* [YOUR INSTRUCTIONS]: Find the line that contains "the blue jeans" in the entries below. Output it and each later line exactly, and nothing else.

┌──

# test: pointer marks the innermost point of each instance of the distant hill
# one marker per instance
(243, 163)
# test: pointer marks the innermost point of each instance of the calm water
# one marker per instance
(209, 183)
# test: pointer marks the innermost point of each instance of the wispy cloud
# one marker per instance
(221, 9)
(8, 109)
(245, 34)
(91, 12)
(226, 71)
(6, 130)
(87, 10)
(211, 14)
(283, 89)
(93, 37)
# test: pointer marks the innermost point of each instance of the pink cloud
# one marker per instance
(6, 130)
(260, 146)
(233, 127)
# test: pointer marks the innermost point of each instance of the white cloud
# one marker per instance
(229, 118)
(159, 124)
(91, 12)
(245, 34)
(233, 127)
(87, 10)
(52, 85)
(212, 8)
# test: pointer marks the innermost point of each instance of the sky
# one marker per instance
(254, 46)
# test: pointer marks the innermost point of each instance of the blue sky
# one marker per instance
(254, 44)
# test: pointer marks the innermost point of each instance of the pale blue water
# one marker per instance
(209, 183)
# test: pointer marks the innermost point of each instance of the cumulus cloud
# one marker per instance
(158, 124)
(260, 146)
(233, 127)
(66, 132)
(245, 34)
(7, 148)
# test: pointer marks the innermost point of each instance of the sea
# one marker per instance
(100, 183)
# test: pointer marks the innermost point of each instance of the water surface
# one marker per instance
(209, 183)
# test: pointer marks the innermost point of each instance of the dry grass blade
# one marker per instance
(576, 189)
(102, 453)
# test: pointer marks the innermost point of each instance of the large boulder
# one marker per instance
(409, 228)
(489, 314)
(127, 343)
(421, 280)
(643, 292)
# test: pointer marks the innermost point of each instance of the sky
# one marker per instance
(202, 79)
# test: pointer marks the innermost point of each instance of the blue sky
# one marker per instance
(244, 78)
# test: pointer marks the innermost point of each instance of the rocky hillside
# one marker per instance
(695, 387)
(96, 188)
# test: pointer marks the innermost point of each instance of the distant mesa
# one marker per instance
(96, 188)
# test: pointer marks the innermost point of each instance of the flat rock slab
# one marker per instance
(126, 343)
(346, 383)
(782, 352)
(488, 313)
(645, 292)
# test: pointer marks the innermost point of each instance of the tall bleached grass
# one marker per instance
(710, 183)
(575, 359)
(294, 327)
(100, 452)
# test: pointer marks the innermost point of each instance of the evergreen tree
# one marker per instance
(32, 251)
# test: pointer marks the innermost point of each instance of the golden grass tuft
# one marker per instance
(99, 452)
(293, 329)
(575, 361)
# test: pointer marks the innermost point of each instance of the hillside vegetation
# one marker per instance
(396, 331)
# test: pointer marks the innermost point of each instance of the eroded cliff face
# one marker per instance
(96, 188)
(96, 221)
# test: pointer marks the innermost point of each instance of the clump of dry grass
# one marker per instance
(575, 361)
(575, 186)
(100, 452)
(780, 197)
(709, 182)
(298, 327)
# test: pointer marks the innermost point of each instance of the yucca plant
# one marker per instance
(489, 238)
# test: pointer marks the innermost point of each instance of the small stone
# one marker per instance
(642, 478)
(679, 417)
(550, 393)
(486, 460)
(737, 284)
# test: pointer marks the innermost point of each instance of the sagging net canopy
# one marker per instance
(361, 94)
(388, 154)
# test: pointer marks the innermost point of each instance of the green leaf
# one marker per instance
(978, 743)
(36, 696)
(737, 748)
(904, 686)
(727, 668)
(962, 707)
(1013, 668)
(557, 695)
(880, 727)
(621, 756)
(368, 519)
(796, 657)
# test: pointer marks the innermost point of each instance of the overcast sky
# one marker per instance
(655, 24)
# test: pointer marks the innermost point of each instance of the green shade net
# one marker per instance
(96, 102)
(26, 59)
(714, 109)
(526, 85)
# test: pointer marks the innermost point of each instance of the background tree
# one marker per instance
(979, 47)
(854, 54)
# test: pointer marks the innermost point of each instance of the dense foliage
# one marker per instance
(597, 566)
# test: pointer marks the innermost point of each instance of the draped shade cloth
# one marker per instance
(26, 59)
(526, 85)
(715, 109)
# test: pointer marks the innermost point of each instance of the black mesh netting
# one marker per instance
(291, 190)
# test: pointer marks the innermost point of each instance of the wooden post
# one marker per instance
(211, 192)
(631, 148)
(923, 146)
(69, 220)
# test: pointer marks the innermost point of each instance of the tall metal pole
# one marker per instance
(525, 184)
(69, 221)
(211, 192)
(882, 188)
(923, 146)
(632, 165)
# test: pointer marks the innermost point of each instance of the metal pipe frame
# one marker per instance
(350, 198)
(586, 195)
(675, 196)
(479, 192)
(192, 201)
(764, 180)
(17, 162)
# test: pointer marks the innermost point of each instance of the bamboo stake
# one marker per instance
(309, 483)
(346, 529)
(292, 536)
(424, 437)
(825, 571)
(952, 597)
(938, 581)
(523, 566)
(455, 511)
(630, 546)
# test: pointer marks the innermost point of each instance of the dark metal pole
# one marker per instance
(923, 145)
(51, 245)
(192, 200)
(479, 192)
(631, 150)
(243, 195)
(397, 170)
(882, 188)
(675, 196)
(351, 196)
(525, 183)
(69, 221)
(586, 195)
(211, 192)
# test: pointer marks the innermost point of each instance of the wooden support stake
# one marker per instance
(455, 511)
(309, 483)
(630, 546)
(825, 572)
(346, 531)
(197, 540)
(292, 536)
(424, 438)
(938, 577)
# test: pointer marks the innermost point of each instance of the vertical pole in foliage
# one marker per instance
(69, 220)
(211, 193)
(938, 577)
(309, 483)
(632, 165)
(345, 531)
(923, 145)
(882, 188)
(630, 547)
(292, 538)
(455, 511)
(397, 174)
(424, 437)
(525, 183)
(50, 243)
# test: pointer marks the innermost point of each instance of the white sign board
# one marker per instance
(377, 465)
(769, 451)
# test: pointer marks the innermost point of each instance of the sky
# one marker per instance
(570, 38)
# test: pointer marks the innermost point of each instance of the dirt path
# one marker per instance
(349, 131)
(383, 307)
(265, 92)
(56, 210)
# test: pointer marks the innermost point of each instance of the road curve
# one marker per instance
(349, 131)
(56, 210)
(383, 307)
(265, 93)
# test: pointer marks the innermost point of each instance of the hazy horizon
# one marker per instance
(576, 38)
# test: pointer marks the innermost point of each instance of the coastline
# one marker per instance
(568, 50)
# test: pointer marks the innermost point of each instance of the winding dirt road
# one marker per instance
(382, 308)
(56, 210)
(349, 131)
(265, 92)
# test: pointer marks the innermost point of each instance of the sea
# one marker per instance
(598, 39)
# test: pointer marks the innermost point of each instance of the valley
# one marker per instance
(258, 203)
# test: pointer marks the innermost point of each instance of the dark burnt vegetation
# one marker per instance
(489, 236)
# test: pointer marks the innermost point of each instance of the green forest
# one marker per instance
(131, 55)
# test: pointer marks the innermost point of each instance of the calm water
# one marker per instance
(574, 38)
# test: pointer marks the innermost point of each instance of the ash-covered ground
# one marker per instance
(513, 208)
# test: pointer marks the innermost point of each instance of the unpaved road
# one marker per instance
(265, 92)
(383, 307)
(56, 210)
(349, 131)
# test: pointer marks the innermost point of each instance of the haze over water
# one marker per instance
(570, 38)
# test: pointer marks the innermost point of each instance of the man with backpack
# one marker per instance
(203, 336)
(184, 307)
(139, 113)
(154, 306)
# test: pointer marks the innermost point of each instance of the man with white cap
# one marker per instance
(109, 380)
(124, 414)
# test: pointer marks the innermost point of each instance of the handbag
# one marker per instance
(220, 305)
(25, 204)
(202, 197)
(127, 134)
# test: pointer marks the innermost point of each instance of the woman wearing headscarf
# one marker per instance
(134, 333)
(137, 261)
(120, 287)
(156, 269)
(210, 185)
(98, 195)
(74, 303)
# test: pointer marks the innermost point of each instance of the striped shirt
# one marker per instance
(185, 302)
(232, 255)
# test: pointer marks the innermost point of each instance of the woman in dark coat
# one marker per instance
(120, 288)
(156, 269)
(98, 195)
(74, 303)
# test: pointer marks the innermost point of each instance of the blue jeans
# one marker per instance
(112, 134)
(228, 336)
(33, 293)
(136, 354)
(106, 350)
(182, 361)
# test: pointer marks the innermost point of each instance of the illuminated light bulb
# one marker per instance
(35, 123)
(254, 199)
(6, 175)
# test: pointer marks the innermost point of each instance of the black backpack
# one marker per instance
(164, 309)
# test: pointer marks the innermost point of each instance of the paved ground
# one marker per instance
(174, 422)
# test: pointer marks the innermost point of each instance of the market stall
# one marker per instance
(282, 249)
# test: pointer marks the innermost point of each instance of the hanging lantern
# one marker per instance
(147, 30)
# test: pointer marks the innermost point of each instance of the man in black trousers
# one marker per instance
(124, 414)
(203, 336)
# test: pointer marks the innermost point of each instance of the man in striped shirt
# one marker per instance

└──

* [THE SOLUTION]:
# test: pointer marks the innermost point of each instance of the blue jeans
# one marker per instance
(112, 134)
(228, 336)
(33, 293)
(136, 354)
(106, 350)
(182, 361)
# test: pointer marks the innermost point of each instance of the illuminated light bulb
# one marker per instance
(35, 123)
(254, 199)
(6, 175)
# test: pointer marks the innermost point of each instance of the black backpack
# one marker per instance
(164, 309)
# test: pointer marks the innermost point of each instance of the paved ground
# one marker per instance
(174, 422)
# test: pointer marks the innermost point of each instance of the market stall
# one marker per instance
(282, 249)
# test: pointer marks the innermost point of each instance of the hanging lantern
# one marker per instance
(147, 30)
# test: pointer marks the innermost point of each instance of the man in black trousers
# one marker per instance
(124, 414)
(203, 336)
# test: pointer marks the innermost point of each instance of the man in striped shirt
# one marker per instance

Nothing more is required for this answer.